READING TEXT:
Here’s yet another lesson in lobby groups over-egging commissioned “independent” reports to push their case for government intervention in their favour. Usually, it’s corporate interests pumping out this stuff. This time, it’s the anti-alcohol lobbyists at FARE.
A fortnight ago, FARE published some research it asked the “Centre for Alcohol Policy Research” at La Trobe University to conduct about online alcohol sales.
FARE claimed that the research showed: “high levels of risky drinking associated with rapid delivery services”; better age verification by alcohol websites was needed; and that delivery of alcohol within two hours of being ordered online should be banned.
Predictably, FARE got a Fairfax journalist to provide uncritical coverage of the research — Fairfax, the outlet that gave us Sydney’s discredited lockout laws, being the go-to place for public health lobbying.
Only problem was, the research didn’t exactly stand up to the claims made for it. It was a survey of just 528 participants, a sample so small that the study’s academic authors, quite appropriately, state that it is “not a representative population sample”.
Except, that’s what FARE suggests it as, claiming that the study “shows that younger risky drinkers are the biggest users of rapid delivery services, which enables them to extend existing drinking sessions”.
Pressed on this point, FARE told Crikey that the research was “an exploratory study… which could assist governments to better understand this growing alcohol market and legislate to safeguard vulnerable people.” So, “not a representative population sample” then.
According to FARE, the study “suggests” (a more accurate phrase than “shows”) “the convenience of ordering alcohol through on-demand delivery services is facilitating a pattern of heavy, risky drinking by younger Australians”.

GOAL A: Locate every row that contains the string "wall" and copy each such row in full, treating uppercase and lowercase as different.
The rows below have no connection to the article above.

ENTRIES SHOWN:
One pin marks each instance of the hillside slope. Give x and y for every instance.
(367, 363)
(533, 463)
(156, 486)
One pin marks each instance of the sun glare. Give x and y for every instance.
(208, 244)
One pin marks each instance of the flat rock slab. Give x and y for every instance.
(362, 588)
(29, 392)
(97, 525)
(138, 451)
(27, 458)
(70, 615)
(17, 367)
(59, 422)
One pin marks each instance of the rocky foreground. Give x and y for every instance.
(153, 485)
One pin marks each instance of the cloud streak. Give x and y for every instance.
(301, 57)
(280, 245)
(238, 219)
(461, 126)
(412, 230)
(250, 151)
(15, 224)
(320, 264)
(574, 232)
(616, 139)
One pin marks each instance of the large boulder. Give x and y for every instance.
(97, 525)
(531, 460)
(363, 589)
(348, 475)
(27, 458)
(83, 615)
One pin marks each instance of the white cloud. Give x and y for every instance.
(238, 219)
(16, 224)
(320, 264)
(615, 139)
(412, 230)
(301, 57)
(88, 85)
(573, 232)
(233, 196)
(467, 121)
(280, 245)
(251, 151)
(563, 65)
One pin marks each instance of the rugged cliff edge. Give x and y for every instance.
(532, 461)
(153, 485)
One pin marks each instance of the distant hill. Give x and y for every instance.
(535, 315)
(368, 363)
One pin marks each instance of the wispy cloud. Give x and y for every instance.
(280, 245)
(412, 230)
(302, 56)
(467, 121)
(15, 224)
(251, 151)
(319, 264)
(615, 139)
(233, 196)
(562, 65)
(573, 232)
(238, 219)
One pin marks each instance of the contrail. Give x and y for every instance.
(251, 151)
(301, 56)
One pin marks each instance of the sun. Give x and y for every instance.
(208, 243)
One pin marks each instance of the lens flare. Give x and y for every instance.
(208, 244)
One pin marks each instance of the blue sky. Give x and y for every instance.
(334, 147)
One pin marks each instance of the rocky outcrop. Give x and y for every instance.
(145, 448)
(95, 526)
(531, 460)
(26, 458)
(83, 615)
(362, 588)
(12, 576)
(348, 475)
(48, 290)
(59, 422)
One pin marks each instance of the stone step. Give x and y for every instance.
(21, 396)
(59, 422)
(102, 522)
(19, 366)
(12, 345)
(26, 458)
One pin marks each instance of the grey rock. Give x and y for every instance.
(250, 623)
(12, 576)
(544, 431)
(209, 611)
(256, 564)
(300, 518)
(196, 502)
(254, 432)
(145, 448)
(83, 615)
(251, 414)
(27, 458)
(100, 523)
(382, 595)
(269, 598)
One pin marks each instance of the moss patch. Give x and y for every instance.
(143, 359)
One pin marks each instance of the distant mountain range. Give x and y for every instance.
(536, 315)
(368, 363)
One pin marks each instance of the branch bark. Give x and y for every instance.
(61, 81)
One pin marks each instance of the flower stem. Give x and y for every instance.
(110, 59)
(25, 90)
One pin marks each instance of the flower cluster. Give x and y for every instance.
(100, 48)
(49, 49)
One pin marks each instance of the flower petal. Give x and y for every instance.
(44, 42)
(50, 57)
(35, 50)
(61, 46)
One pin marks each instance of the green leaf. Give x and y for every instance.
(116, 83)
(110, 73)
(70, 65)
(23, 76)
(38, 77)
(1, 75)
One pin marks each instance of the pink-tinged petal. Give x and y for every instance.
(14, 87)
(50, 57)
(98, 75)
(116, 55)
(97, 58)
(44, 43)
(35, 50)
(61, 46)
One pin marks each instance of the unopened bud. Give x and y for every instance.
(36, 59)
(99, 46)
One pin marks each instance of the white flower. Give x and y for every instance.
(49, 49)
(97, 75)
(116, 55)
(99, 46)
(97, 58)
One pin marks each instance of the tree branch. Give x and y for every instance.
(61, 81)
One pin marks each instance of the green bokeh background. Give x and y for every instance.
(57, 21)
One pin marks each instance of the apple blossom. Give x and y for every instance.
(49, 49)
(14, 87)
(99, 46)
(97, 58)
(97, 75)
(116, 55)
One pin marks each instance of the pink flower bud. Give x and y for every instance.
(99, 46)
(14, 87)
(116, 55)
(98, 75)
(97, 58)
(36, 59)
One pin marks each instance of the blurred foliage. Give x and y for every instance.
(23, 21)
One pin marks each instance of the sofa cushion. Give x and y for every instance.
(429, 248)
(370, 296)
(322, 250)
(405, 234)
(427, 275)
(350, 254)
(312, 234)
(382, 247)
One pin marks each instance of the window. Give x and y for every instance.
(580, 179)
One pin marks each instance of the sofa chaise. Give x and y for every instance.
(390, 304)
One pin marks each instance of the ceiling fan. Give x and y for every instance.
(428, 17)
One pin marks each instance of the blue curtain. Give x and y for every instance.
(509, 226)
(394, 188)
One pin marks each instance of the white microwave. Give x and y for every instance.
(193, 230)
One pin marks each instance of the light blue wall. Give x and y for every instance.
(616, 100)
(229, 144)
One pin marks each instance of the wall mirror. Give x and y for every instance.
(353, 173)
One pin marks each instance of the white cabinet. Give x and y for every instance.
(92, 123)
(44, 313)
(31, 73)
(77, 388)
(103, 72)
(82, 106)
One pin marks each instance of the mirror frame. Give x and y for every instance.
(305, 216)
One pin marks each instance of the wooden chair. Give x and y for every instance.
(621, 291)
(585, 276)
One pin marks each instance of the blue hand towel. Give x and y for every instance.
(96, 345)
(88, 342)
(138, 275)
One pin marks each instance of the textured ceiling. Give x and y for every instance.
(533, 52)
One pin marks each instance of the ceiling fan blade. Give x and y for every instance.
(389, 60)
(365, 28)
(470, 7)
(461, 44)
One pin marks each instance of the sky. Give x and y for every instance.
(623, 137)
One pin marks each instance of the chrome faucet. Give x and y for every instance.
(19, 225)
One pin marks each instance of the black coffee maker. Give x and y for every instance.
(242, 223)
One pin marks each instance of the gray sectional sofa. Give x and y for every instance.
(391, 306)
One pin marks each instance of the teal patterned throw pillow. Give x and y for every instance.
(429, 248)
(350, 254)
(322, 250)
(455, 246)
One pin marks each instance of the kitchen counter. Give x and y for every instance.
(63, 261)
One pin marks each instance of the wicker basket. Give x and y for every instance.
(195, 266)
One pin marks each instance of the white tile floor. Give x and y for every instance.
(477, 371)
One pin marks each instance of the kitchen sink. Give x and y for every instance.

GOAL B: Carry on the article about FARE's research on online alcohol delivery, picking up right after its last sentence.

RESPONSE A:
One pin marks each instance of the light blue wall. Give x and y for every instance.
One pin marks each instance of the wall mirror. Give x and y for every instance.

RESPONSE B:
Except, that’s not the “pattern” at all. The Australian Institute of Health and Welfare’s National Drug Strategy Household Survey in late 2016 — involving nearly 24,000 households, or about 45 times the sample of La Trobe and properly weighted to accurately reflect the Australian population — shows significant, even dramatic declines in what is classified, rightly or wrongly, as “risky” drinking (more than four drinks on a single occasion) among young people: from 57% in 2001 to 42% in 2016 among 18-24 year olds.
It also showed a big rise — from 72% to 82% — in the number of teenagers abstaining entirely from alcohol, and a rise in the age of first alcohol consumption from 14.7 to 16.1 years. The “pattern” of “heavy risky drinking by younger Australians” is of dramatic declines.
Asked about the actual pattern, FARE did something it has done rarely or never before — actually acknowledge that young people are drinking far less than its constant claims of “heavy, risky drinking” suggest.
“The overall decline in young people’s consumption is welcome,” FARE admitted, before adding “18 to 24-year-olds remain the most likely age group to report binge drinking… at least once a month”.
FARE’s attack on online alcohol delivery is an example of how consumers can’t win with nanny statists — that there’ll always be yet another form of behaviour that paternalists want to modify. Instead of either driving to purchase more alcohol (which creates risks to themselves or others) or going to a public venue to consume alcohol (which increases the risks of physical assault, falls and other accidents) consumers ordering alcohol online remain home.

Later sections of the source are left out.